**DO THIS**
Edit the data below so that each "aircraft in background" reads "airplanes in the background", with everything else unchanged. Leave the pictures out of your answer.
======== MATERIAL SUPPLIED ========
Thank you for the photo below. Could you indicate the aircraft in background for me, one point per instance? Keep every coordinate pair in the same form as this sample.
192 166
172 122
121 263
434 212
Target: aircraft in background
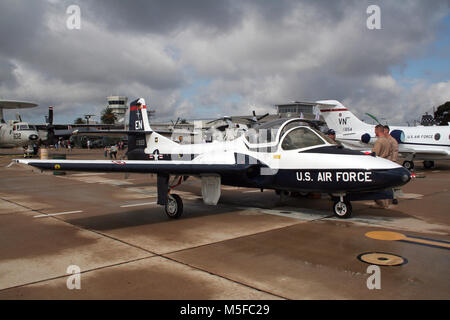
========
**RESULT FOR THIS EXERCISE**
Thank you for the photo below. Could you indicate the airplanes in the background for me, one point per instance? Keep every coordinate pair in the same form as this sample.
192 166
172 122
121 263
434 212
Target: airplanes in the background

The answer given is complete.